The Barbarians by Jerry Lieblich and Paul Lazar: A verbally rambunctious logorrheic encyclopedic gollywompus of a play concerning speech acts, political power, fractal geometry, eusociality, theater, and some other stuff too.

Some Kind Of Comedy with Lorelei Ramirez by Lorelei Ramirez: Lorelei Ramirez presents some kind of comedy. It’s performance, it’s comedy, it’s something. You should see it.

 

 

TV2: How Did You Make That? with Ariana Smart Truman, Tommy Kriegsmann
2:30 p.m. EDT (New York) / 1:30 p.m. CDT (Chicago) / 11:30 a.m. PDT (San Francisco)

A moderated discussion between prominent makers in our field. Audience members are encouraged to come with questions! How did you make that show, that venue, that movement? The more practical the question, the better. Moderated by Ryan J. Haddad.

 

 

TV2: New Dramaturgies with Peter Eckersall
3:30 p.m. EDT (New York) / 2:30 p.m. CDT (Chicago) / 12:30 p.m. PDT (San Francisco)

The Graduate Center Professor of Theatre and Dramaturg Peter Eckersall will discuss artistic processes and the dramaturgy of contemporary performance making. Peter will speak about new media dramaturgy and the dramaturgical process of working with the artist Alexis Destoop on his installation/film work Phantom Sun (2017).

 

 

TV1: How Did You Make That? with Jaclyn Backhaus, Jennifer Kidwell, and Scott Sheppard
4 p.m. EDT (New York) / 3 p.m. CDT (Chicago) / 1 p.m. PDT (San Francisco)

A moderated discussion between prominent makers in our field. Audience members are encouraged to come with questions! How did you make that show, that venue, that movement? The more practical the question, the better. Moderated by Ryan J. Haddad.

 

 

TV2: Works-in-Progress
4:30 p.m. EDT (New York) / 3:30 p.m. CDT (Chicago) / 1:30 p.m. PDT (San Francisco)

The Brobot Johnson Experience by Darian Dauchan: One hundred years from now a race of Hip Hop androids known as Brobots, from the planet Nubian, will travel through the universe to tell the origins story of the first of their kind, called The Brobot Johnson Experience, a genre bending, immersive, Sci-Fi Hip Hop solo concert that defies both space…and time.

Faces of Downtown Scene by Maria Baranova is an ongoing project that unveils makers of experimental performing arts of New York City. With a unique access to the experimental performance community, Maria Baranova expands her photographic work to portraits. Using medium format film camera, she reveals makers of Performance Art of New York.

Cabin by Sean Donovan is the newest work by dance and theater artist Sean Donovan. Through storytelling, distinct characterization, original songs, dance and video, Cabin explores the story of three queer men in a poly-amorous relationship who move from Brooklyn to a cabin in a hostile community in upstate New York. Part biography, part fiction, Cabin explores the complexity of intimacy, and the magnitude of loss.

 

 

TV1: New Dramaturgies with Julia Jarcho
5 p.m. EDT (New York) / 4 p.m. CDT (Chicago) / 2 p.m. PDT (San Francisco)

Activities
#1 Transcribe the schedule from "TV2: Works-in-Progress" to "both space…and time.".
#2 In the schedule, what is the title of the Alexis Destoop installation/film work that Peter Eckersall will speak about?

Stored records
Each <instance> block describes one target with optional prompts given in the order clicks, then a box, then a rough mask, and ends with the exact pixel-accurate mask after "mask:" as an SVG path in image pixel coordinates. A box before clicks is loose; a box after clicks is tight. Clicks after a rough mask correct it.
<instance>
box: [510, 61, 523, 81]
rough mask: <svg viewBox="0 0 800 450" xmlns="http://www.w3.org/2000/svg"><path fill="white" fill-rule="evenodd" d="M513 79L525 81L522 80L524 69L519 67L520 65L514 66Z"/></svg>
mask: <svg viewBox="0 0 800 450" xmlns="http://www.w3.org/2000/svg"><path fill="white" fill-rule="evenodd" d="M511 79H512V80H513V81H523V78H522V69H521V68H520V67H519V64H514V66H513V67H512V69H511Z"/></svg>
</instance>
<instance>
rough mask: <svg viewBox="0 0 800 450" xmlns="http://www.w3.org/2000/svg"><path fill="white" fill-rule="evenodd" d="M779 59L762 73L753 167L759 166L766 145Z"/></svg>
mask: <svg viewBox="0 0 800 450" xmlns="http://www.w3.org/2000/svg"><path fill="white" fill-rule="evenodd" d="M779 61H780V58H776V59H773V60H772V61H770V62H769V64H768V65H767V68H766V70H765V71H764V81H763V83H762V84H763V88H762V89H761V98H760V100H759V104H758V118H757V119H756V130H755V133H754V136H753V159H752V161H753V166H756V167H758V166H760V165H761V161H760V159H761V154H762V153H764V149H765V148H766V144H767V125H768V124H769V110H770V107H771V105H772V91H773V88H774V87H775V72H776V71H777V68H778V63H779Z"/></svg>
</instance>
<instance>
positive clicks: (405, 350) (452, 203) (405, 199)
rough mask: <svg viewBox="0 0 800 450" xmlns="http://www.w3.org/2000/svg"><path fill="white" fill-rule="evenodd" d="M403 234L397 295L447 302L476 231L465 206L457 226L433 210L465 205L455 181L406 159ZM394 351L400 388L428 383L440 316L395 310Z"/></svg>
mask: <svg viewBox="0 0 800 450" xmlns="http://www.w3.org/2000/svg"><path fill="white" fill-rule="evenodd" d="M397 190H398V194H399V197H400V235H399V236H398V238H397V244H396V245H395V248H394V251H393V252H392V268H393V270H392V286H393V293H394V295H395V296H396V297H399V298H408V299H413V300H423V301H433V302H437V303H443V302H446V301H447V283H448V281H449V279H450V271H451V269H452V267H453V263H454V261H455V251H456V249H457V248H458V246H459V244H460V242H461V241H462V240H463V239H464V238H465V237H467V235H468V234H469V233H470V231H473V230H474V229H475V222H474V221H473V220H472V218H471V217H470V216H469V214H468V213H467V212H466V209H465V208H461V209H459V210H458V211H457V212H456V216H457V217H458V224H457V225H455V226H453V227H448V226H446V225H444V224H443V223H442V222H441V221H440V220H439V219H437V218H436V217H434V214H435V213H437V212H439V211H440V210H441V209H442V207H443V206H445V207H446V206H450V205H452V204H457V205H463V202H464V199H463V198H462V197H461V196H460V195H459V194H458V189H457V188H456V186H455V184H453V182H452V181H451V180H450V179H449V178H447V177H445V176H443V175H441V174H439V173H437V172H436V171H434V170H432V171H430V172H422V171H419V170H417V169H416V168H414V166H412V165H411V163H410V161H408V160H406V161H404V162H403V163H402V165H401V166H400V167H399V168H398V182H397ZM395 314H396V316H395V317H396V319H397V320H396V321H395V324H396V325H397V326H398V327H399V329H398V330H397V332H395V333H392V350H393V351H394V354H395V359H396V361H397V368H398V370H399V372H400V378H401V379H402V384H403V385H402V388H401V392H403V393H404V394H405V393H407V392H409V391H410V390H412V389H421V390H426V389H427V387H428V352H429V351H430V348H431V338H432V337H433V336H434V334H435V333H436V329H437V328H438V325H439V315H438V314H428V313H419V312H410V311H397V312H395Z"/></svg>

Numbered answers
#1
TV2: Works-in-Progress
4:30 p.m. EDT (New York) / 3:30 p.m. CDT (Chicago) / 1:30 p.m. PDT (San Francisco)

The Brobot Johnson Experience by Darian Dauchan: One hundred years from now a race of Hip Hop androids known as Brobots, from the planet Nubian, will travel through the universe to tell the origins story of the first of their kind, called The Brobot Johnson Experience, a genre bending, immersive, Sci-Fi Hip Hop solo concert that defies both space…and time.

#2 Phantom Sun (2017)